Content starts

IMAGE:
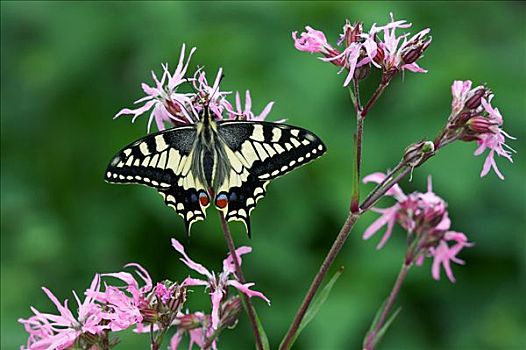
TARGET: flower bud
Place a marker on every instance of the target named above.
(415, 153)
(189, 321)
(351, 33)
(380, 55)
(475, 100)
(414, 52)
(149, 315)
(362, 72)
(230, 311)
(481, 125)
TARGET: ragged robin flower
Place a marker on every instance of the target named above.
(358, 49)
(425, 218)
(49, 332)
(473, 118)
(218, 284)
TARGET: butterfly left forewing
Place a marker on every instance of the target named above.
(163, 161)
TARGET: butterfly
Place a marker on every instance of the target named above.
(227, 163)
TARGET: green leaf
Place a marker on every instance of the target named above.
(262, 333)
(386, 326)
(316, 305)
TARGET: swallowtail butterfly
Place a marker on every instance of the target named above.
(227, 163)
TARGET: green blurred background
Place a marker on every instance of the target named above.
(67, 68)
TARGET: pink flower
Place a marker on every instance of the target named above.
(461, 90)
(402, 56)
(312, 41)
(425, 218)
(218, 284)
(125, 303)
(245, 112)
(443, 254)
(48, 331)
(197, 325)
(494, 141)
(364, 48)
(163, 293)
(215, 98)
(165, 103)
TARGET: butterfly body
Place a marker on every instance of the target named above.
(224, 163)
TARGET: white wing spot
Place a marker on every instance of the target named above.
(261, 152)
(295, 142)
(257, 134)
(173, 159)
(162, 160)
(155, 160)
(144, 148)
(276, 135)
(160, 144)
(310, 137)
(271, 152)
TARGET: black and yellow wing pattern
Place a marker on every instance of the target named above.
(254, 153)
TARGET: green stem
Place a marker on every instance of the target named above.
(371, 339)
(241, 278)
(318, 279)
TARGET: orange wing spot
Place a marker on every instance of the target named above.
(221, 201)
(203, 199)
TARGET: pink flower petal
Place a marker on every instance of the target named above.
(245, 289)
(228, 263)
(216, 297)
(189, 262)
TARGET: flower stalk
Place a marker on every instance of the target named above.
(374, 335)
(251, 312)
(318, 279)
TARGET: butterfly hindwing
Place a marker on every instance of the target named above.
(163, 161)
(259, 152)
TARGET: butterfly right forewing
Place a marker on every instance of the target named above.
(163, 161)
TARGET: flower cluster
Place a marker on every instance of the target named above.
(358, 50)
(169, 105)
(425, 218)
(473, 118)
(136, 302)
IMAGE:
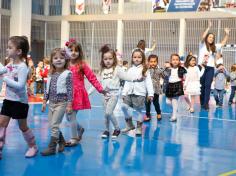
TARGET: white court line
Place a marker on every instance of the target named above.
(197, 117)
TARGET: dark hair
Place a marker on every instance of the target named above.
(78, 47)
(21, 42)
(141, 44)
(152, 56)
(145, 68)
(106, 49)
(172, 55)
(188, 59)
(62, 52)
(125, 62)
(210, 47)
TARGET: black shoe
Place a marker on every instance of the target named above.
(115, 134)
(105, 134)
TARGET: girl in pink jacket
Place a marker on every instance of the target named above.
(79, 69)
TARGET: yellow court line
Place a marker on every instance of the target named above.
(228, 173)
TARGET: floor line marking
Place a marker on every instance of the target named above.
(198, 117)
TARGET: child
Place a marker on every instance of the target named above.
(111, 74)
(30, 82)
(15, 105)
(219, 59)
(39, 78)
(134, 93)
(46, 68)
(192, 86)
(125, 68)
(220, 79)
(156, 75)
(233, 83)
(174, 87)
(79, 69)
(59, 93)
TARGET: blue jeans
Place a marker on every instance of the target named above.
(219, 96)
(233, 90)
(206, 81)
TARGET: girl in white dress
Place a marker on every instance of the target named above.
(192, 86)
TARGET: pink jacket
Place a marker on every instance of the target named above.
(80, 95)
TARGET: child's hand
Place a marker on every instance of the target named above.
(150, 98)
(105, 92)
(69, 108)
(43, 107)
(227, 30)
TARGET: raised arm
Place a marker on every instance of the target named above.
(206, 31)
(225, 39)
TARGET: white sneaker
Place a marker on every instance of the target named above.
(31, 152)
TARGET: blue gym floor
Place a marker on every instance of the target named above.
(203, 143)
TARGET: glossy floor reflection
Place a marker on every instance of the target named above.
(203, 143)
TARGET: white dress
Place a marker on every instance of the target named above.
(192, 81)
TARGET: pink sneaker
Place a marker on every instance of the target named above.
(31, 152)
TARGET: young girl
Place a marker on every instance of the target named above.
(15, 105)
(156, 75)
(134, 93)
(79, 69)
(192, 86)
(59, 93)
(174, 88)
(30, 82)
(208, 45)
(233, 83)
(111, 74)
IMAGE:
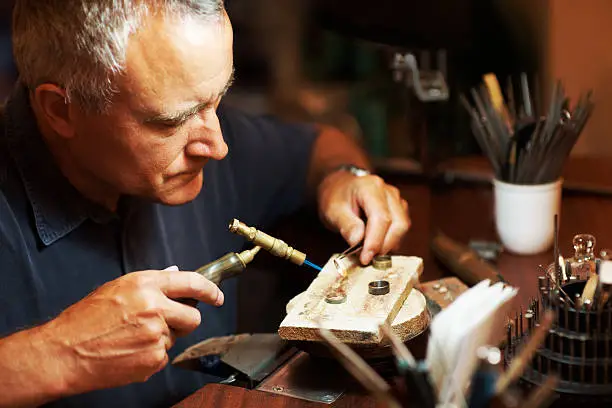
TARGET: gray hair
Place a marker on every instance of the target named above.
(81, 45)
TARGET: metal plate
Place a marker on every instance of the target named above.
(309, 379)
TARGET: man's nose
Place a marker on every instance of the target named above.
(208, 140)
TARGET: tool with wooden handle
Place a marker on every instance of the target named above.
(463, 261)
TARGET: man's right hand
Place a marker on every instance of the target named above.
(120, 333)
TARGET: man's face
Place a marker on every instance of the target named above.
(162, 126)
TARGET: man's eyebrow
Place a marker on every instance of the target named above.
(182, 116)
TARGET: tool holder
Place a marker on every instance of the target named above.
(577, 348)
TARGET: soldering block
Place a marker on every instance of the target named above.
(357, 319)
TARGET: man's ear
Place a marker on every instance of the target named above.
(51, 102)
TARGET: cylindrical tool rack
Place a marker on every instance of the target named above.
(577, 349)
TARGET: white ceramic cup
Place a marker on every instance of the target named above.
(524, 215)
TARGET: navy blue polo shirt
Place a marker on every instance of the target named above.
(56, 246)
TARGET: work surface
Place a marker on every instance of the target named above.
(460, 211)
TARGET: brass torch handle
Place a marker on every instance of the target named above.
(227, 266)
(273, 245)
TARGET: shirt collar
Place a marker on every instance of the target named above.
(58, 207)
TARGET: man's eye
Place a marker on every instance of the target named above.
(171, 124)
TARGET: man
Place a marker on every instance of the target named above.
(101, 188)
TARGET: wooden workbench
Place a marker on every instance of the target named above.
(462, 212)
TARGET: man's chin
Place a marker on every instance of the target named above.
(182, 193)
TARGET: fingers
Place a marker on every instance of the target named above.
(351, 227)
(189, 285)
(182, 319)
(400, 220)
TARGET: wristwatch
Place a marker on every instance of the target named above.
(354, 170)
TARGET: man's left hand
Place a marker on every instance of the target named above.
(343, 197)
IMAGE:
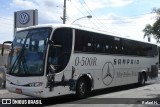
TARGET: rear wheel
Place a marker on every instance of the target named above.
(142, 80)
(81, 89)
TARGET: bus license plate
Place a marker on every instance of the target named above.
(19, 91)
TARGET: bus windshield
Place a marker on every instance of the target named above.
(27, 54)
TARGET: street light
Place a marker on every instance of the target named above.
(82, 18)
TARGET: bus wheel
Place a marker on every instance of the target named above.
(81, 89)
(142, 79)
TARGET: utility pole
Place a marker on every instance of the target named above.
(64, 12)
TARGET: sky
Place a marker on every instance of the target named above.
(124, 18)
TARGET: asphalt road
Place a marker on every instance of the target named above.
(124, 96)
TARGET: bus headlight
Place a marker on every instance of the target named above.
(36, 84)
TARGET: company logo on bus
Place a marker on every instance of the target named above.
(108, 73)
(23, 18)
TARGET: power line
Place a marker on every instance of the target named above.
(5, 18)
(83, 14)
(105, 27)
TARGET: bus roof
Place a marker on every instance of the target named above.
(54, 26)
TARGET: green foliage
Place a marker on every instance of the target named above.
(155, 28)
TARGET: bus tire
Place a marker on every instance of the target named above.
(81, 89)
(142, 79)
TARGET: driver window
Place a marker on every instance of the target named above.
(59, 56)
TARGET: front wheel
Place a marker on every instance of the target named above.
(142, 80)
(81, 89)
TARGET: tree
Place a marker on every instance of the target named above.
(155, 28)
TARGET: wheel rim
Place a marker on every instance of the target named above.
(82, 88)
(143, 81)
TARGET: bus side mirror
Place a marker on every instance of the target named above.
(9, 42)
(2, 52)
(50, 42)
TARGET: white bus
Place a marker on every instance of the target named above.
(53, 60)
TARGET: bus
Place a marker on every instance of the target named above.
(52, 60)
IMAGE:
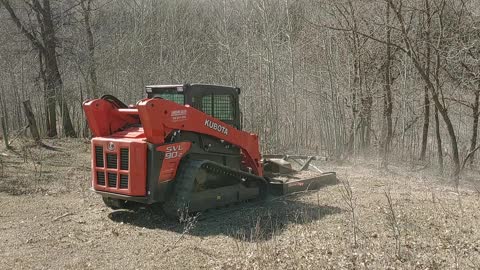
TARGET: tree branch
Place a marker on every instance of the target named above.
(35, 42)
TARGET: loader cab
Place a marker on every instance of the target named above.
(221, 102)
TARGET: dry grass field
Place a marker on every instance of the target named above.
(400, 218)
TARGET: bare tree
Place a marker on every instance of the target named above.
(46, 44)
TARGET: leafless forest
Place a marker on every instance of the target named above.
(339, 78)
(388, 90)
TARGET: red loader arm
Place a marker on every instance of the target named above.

Content ends

Would you output the lines above from the line holding "TARGET: girl in white dress" up to and including the line holding "TARGET: tool holder", exactly and only those, with no pictures?

EXPECTED ANSWER
TARGET: girl in white dress
Place a marker on every instance of the target named above.
(192, 86)
TARGET: pink jacket
Place a marker on every instance of the target named above.
(80, 95)
TARGET: child's hand
Place a marker on every instance of the target named above.
(150, 98)
(105, 92)
(69, 108)
(43, 107)
(227, 30)
TARGET: raised arm
Place a marker on every instance of the target named above.
(206, 31)
(225, 39)
TARGET: white sneaker
Place a marker on every instance of the target named above.
(31, 152)
TARGET: blue gym floor
Place a marker on every instance of the target named above.
(203, 143)
TARGET: glossy floor reflection
Place a marker on every instance of the target named above.
(203, 143)
TARGET: white dress
Place a marker on every instance of the target named above.
(192, 81)
TARGET: pink sneaker
Place a marker on every instance of the target named above.
(31, 152)
TARGET: young girl
Place a marker on every instance of the target named above.
(15, 105)
(156, 75)
(134, 93)
(79, 69)
(192, 86)
(59, 93)
(174, 88)
(30, 82)
(208, 45)
(233, 83)
(111, 74)
IMAGE:
TARGET: gray hair
Place a marker on every instance of the target named above.
(81, 45)
TARGET: metal plate
Place a marker on every instance of the target named above.
(309, 379)
TARGET: man's nose
Place a marker on every instance of the target named above.
(208, 140)
TARGET: tool with wooden handle
Place a marker on every instance of the target named above.
(463, 261)
TARGET: man's right hand
Place a marker on every instance of the target named above.
(120, 333)
TARGET: man's face
Place a marker on every instance of the target named above.
(162, 126)
TARGET: man's eyebrow
Place a marker on every instance of the target named above.
(182, 116)
TARGET: tool holder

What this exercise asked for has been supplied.